Records from a collection:
□ □ □

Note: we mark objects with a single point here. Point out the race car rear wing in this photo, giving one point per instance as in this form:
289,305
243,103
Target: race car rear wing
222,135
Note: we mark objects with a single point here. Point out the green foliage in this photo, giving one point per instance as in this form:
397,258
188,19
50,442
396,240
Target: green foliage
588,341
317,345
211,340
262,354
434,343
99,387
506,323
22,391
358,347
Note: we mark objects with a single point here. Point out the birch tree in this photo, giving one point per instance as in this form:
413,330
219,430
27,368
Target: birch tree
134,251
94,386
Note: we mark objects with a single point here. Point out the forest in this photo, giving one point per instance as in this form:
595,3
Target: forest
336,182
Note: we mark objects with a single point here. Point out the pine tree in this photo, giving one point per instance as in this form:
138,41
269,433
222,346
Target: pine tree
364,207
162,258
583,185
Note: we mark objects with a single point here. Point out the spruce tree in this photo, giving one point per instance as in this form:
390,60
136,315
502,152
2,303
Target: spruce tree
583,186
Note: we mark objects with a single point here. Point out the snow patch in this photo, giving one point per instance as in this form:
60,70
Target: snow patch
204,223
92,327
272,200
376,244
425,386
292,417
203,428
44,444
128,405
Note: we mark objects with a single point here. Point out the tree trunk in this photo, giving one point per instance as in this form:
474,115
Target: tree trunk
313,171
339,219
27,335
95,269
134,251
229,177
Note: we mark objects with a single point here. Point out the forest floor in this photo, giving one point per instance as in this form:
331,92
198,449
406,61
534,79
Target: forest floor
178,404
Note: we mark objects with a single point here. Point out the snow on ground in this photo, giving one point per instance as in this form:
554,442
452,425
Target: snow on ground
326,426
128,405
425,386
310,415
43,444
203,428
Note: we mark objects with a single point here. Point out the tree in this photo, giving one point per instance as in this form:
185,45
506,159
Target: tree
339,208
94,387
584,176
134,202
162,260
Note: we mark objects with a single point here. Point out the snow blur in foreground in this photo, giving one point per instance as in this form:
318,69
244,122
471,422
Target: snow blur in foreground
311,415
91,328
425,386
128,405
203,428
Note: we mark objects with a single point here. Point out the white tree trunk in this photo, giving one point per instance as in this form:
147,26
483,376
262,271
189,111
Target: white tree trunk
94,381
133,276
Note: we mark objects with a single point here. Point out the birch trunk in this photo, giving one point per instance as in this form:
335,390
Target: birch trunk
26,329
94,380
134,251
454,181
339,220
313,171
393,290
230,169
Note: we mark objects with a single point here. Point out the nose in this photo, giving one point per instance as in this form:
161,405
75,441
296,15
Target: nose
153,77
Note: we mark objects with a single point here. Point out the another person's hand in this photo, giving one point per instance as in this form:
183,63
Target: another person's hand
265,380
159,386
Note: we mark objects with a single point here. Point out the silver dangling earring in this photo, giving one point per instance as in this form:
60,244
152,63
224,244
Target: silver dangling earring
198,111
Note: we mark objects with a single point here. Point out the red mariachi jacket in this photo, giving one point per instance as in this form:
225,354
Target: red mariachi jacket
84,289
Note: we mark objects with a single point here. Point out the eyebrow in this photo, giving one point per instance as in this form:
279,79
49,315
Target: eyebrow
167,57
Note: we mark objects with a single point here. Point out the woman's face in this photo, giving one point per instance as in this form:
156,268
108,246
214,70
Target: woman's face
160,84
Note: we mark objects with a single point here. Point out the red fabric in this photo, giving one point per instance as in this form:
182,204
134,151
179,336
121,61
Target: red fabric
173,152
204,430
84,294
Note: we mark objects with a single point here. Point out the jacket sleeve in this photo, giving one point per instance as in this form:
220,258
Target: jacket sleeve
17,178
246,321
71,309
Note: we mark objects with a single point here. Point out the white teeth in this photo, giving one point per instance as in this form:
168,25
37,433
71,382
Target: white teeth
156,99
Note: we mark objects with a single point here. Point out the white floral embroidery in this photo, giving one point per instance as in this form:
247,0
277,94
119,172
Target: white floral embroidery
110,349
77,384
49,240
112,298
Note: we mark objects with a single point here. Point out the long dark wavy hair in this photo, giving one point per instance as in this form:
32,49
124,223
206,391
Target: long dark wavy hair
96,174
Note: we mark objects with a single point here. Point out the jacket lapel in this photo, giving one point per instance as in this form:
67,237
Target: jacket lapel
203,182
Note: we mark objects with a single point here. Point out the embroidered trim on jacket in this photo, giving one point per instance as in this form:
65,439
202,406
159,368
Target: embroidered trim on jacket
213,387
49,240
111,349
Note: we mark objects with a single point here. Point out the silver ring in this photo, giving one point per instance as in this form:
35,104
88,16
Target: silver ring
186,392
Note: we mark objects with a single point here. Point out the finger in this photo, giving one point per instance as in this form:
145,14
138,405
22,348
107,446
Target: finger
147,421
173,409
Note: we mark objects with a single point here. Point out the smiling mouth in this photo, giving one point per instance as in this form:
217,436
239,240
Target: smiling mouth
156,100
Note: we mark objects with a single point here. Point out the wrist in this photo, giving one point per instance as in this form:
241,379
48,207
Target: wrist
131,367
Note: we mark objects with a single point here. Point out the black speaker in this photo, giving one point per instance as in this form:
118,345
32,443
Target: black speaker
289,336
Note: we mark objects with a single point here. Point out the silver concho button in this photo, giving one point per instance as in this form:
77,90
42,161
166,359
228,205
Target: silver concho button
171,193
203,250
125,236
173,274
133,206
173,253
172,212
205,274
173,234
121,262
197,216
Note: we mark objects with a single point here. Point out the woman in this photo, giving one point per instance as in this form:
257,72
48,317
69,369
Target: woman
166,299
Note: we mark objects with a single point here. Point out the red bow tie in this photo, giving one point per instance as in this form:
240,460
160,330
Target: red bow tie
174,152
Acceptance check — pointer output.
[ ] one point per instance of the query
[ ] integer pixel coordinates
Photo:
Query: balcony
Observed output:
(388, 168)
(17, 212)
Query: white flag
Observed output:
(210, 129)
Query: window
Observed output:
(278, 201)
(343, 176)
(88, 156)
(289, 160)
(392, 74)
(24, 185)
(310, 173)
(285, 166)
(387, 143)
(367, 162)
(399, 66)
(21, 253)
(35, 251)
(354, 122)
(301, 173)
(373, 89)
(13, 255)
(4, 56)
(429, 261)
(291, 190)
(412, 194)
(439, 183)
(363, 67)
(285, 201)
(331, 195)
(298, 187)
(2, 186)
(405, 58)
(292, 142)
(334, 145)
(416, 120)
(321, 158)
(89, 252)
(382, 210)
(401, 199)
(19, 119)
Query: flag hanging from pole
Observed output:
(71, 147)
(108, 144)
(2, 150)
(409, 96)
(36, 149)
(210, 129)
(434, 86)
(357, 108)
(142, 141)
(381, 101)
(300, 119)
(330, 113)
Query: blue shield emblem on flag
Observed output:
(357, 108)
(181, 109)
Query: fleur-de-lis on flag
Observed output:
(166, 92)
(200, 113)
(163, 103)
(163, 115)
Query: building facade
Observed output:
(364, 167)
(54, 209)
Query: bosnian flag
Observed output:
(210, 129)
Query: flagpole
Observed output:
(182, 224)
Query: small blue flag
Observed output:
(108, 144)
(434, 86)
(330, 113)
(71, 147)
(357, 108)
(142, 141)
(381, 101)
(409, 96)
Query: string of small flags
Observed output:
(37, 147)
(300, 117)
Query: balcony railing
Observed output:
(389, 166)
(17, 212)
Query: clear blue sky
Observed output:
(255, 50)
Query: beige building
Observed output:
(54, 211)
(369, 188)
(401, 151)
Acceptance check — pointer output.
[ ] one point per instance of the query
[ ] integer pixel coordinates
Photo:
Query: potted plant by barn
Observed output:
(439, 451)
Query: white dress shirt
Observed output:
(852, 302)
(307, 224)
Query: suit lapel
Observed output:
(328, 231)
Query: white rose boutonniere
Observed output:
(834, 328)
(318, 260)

□ □ □

Reproduce the entries above in full by retyping them exactly.

Note: we mark objects with a single point here. Point out the race car rear wing in this photo, giving one point per instance as in this form:
289,305
243,103
Target: race car rear wing
222,135
Note: we mark objects with a single point here. Point out the green foliage in this photo, giving one point per instance as in this form:
397,258
188,19
50,442
396,240
Target: green foliage
588,341
317,345
211,340
262,354
434,343
99,387
506,323
22,391
358,347
Note: we mark objects with a single point here. Point out the birch tree in this photo, giving one point per instance as in this form:
413,330
219,430
27,368
Target: birch tree
134,251
94,386
Note: we mark objects with a single point here. Point out the forest in this photo, giving one point per instance as in this form:
595,3
Target: forest
336,182
Note: we mark objects with a single point here. Point out the pine tree in this photo, giving one point per instance as in this form:
138,41
269,433
222,346
Target: pine tree
364,207
162,258
583,185
Note: we mark objects with a single point here. Point out the spruce tree in this photo, giving one point per instance as in this form:
390,60
136,315
502,152
2,303
Target: spruce tree
583,186
Note: we mark objects with a single point here. Point out the snow patch in this photo, giving one point per instance as in this form:
60,70
Target: snow patch
204,223
92,327
272,200
376,244
425,386
292,417
203,428
44,444
128,405
Note: we mark objects with a single point here. Point out the tree trunk in this photo, giving one point per instance as in this form:
474,115
Target: tree trunk
313,171
339,219
27,335
95,269
134,251
229,177
Note: we mark objects with a single point here. Point out the forest floor in this photo, giving one point per instance as in this form:
331,92
198,449
406,61
534,79
Target: forest floor
178,404
Note: we mark objects with a single point here. Point out the snow on ground in this photo, giving one point per instance as in this form:
554,442
452,425
Target: snow on ground
326,426
128,405
425,386
310,415
43,444
203,428
Note: we mark objects with a single point here. Point out the tree in this photo, giving one point per instance as in this form:
185,45
506,159
Target: tree
339,208
94,387
584,176
134,202
162,260
Note: we mark objects with a single point here. Point out the snow blur in foreground in this photo, giving one point per instance as in this form:
318,69
244,122
471,422
Target: snow blur in foreground
311,415
91,328
425,386
128,405
203,428
Note: we mark objects with a single point here. Point out the white tree trunk in this photo, giving one point per instance as in this form:
147,26
483,376
262,271
189,111
Target: white tree trunk
94,381
133,276
Note: we mark objects with a single point here. Point out the birch trunk in this photo, giving one point per instance as in this form:
335,390
Target: birch trunk
26,329
94,380
134,251
454,181
339,220
313,171
393,290
230,169
Note: we mark objects with a single point here. Point out the nose in this photo, giving one point per instance as in this form:
161,405
75,441
296,15
Target: nose
153,77
Note: we mark objects with a single point here. Point out the another person's hand in this photo, giving one point per instance as in this form:
183,63
Target: another person's hand
265,380
159,386
Note: we mark objects with a single point here. Point out the silver dangling earring in this photo, giving one point per instance as in this form:
60,244
152,63
224,244
Target: silver dangling earring
198,111
Note: we mark objects with a single point here. Point out the red mariachi jacket in this photo, giving one point per instance as in this form:
225,354
Target: red mariachi jacket
84,289
Note: we mark objects with a single point here. Point out the eyebrow in this photo, giving one point per instance as in this form:
279,79
49,315
Target: eyebrow
167,57
Note: we mark objects with a single point here. Point out the woman's face in this photo, giving one point per instance as in this form:
156,268
108,246
214,70
Target: woman's face
160,84
Note: we mark objects with a single point here. Point out the red fabric in this photo, giving one point per instance as in this form:
182,204
134,151
179,336
121,61
Target: red fabric
173,152
204,430
84,294
Note: we mark objects with a single point here. Point out the jacket sleeve in this photo, giving one point per instance as in this form:
220,258
Target: jacket sleeve
17,178
246,321
71,309
Note: we mark objects with a single point here. Point out the white teeth in this photo, giving one point per instance as in this form:
168,25
37,433
71,382
Target: white teeth
156,99
Note: we mark objects with a single point here. Point out the white floral embroidery in this photo, giving one point per instance as in this form:
247,0
277,94
119,172
Target: white floral embroidery
110,349
77,384
49,240
112,298
Note: we mark objects with a single point here. Point out the long dark wavy hair in this photo, giving one point per instance as in this form:
32,49
124,223
206,391
Target: long dark wavy hair
96,174
Note: we mark objects with a single point here. Point out the jacket lapel in this photo, giving one point per instance as in this form:
67,237
Target: jacket lapel
203,182
Note: we mark objects with a single point here. Point out the embroidered trim on jacket in this photo, giving one point per instance as in this form:
65,439
202,406
159,368
Target: embroidered trim on jacket
213,387
49,240
111,349
Note: we mark objects with a single point here. Point out the silver ring in this photo, giving one point per instance as in this form:
35,104
88,16
Target: silver ring
186,392
Note: we mark objects with a single point here. Point out the finger in this photo, giving one point per instance as in this form:
145,14
138,405
22,348
107,446
Target: finger
147,421
173,409
Note: we mark objects with a single point here. Point out the smiling mouth in this photo, giving one point per instance as in this form:
217,436
239,240
Target: smiling mouth
156,100
Note: we mark objects with a single point here. Point out the wrist in this photo, giving one point per instance as in this form:
241,379
48,207
Target: wrist
131,367
Note: we mark objects with a single point here. Point out the black speaker in this photo, giving one point per instance as in this form:
118,345
32,443
Target: black speaker
289,336
Note: we mark objects with a single point here. Point out the silver concho button in this photo, giving one point per instance as in this form:
77,90
42,161
166,359
228,205
Target: silver concho button
171,193
203,250
125,236
173,274
133,206
173,253
172,212
205,274
173,234
121,262
197,216
Note: we mark objects with a single point here. Point out the woman in this photo, giving one point per instance as in this form:
257,72
48,317
69,369
Target: woman
166,299
Note: we mark objects with a single point here. Point out the red bow tie in this photo, giving one point per instance as in this form:
240,460
160,330
Target: red bow tie
174,152
Acceptance check — pointer output.
[ ] one point per instance of the query
[ ] integer pixel coordinates
Photo:
Query: balcony
Observed output:
(388, 168)
(17, 212)
Query: white flag
Observed output:
(210, 129)
Query: window
Observed output:
(278, 201)
(343, 176)
(88, 156)
(289, 160)
(392, 74)
(24, 185)
(310, 173)
(285, 166)
(387, 143)
(367, 162)
(399, 66)
(21, 253)
(35, 251)
(354, 122)
(301, 173)
(373, 89)
(13, 255)
(4, 56)
(429, 261)
(291, 190)
(412, 194)
(439, 183)
(363, 67)
(285, 201)
(331, 195)
(298, 187)
(2, 186)
(405, 58)
(292, 142)
(334, 145)
(416, 120)
(321, 158)
(89, 252)
(382, 210)
(401, 199)
(19, 119)
Query: flag hanging from pole
Observed output:
(71, 147)
(108, 144)
(2, 150)
(409, 96)
(36, 149)
(210, 129)
(434, 86)
(357, 108)
(142, 141)
(381, 101)
(300, 119)
(330, 113)
Query: blue shield emblem on flag
Observed output:
(357, 108)
(181, 109)
Query: fleur-de-lis on flag
Observed output:
(166, 92)
(200, 113)
(163, 103)
(163, 115)
Query: building facade
Observed output:
(364, 167)
(54, 209)
Query: bosnian flag
Observed output:
(210, 129)
Query: flagpole
Observed output:
(182, 224)
Query: small blue flag
Observed output:
(108, 144)
(434, 86)
(330, 113)
(71, 147)
(357, 108)
(142, 141)
(381, 101)
(409, 96)
Query: string of small flags
Observed output:
(37, 147)
(300, 117)
Query: balcony railing
Observed output:
(389, 166)
(17, 212)
Query: clear blue sky
Observed output:
(255, 50)
Query: beige building
Observed output:
(54, 211)
(369, 188)
(401, 151)
Acceptance check — pointer output.
[ ] one point per instance of the query
[ ] integer pixel coordinates
Photo:
Query: potted plant by barn
Observed output:
(439, 451)
Query: white dress shirt
Observed output:
(852, 302)
(307, 224)
Query: suit lapel
Observed output:
(328, 231)
Query: white rose boutonniere
Observed output:
(834, 328)
(318, 260)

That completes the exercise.